— TRAVAIL DEMANDÉ —
Relevez, s’il vous plaît, toutes les plantes désignées par leur nom dans l’extrait présenté ci-dessous.

— EXTRAIT PRÉSENTÉ —
%%

J’ai savouré le roman de Louis Hamelin encore une fois. Faut dire que j’aime à peu près tout ce qu’il écrit et publie. Son Henry est fort sympathique, un peu tourmenté, curieux de tout, des bêtes et de la forêt, des plantes que l’on trouve à l’état sauvage sans trop y prêter attention. Le récit se transforme par moment en véritable livre de botanique où Hamelin se fait plaisir en décrivant les végétaux qui prolifèrent autour du lac et de sa cabane. Des extraits ou des passages que n’aurait pas reniés le frère Marie-Victorin. 

 

«Emmêlées au feuillage vert pâle que les saules noirs étalaient sur la rive, des lobélies cardinales et des galanes glabres aux calices tubulaires se miraient dans l’eau. Un peu en retrait du bord se dressaient les hautes talles d’eupatoires pourpres, et dans la prairie plus loin on distinguait les fleurs bleues de la gentiane, le mauve tendre des gérardies et des rhexies de Virginie, les tresses blanches des spiranthes.» (p.75)

%%

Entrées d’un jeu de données
%%

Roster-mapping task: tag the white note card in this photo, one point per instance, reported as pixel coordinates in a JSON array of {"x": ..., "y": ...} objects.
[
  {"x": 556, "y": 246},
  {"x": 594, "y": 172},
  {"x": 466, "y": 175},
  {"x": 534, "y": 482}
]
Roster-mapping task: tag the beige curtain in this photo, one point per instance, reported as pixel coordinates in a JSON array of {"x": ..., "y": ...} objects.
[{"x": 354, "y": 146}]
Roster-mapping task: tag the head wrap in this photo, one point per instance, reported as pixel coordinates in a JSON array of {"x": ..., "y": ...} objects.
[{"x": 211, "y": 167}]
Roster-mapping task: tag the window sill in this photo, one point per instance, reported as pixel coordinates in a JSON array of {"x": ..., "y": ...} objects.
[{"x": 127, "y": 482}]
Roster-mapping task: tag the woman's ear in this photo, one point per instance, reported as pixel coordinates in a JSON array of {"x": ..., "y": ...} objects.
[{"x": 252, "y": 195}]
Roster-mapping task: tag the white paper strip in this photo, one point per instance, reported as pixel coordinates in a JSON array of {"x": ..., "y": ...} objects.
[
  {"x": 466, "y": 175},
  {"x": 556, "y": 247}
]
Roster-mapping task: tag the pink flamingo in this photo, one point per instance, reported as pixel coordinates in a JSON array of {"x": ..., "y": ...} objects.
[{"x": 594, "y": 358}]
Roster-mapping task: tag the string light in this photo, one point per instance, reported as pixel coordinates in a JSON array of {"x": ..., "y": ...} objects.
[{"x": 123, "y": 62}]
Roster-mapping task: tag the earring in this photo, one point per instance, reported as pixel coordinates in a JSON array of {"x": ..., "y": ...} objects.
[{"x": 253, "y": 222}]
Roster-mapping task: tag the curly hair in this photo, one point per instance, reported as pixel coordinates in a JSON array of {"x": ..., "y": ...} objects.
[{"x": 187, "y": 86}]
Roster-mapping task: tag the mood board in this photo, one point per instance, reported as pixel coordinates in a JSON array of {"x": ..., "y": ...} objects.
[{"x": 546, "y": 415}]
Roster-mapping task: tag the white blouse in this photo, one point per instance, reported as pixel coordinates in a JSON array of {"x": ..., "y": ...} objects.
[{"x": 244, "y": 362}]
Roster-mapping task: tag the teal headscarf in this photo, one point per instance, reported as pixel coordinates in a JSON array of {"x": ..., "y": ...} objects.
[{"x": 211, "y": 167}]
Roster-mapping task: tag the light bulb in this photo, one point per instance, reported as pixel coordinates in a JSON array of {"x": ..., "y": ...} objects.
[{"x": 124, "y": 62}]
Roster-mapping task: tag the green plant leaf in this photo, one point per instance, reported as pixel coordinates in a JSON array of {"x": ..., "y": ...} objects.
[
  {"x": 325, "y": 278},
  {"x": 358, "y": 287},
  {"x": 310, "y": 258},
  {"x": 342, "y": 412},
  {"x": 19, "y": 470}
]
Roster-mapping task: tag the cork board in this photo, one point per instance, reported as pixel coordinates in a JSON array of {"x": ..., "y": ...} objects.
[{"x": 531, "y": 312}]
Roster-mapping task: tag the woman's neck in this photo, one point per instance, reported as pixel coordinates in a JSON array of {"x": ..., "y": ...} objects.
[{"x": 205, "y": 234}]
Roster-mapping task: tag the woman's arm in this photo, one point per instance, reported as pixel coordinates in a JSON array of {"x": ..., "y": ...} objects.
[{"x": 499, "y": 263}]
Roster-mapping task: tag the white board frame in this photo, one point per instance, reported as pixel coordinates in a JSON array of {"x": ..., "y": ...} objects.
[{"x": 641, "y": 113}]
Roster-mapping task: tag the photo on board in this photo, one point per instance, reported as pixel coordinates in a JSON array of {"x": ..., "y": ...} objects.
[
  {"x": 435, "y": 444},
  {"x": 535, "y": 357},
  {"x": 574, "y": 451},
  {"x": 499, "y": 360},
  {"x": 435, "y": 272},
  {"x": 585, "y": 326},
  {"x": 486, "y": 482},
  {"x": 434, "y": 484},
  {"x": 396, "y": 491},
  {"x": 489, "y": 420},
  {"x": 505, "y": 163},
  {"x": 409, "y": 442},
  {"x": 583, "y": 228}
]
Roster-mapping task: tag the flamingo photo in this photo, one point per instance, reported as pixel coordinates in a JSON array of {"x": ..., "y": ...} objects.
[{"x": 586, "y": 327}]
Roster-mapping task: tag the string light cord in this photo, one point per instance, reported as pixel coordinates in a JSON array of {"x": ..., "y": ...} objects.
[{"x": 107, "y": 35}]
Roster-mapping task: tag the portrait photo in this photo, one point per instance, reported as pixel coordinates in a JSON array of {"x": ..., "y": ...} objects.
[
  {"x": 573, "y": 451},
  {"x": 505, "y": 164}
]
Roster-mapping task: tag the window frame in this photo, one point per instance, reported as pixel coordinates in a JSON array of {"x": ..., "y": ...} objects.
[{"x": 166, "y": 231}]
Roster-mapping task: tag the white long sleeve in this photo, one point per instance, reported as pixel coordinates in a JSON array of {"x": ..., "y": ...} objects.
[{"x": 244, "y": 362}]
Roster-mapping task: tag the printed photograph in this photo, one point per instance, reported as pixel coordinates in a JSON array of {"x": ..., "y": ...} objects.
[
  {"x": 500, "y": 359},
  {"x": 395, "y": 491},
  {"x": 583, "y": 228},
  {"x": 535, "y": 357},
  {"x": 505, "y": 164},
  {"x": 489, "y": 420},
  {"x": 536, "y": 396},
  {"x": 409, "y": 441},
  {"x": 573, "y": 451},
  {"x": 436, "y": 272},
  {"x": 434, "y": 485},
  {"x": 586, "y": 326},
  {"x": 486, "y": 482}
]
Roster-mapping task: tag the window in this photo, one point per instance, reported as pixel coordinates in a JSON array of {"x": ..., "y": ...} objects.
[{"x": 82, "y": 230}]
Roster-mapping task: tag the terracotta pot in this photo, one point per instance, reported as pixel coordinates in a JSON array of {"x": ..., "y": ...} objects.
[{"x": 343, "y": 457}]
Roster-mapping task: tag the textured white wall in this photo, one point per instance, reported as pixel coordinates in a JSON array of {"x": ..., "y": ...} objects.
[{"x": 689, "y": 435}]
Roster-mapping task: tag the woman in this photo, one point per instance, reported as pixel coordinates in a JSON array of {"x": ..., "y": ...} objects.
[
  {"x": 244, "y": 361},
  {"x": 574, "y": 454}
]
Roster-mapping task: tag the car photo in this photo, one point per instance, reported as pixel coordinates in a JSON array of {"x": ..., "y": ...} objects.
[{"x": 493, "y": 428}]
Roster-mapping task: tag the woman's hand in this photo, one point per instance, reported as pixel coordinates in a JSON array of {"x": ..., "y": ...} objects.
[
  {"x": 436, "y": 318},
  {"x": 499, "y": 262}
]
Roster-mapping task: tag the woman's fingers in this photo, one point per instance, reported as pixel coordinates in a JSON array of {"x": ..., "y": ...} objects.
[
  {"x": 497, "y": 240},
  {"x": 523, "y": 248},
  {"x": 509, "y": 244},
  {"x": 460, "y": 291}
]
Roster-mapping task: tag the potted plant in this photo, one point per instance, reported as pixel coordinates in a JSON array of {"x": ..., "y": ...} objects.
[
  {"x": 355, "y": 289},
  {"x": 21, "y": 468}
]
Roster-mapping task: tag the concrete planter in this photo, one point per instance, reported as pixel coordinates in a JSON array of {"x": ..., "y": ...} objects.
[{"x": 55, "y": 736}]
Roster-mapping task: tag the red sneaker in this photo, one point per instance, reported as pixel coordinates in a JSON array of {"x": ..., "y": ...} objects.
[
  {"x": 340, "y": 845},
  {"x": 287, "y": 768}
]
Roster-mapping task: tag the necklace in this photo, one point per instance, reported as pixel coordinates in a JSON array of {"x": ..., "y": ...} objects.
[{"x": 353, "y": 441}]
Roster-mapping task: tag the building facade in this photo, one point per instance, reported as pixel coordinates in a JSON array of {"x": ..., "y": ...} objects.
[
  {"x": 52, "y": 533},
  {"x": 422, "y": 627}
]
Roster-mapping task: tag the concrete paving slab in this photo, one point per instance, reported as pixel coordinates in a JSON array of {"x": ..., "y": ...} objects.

%%

— RÉPONSE —
- saules noirs
- lobélies cardinales
- galanes glabres
- eupatoires pourpres
- gentiane
- gérardies
- rhexies de Virginie
- spiranthes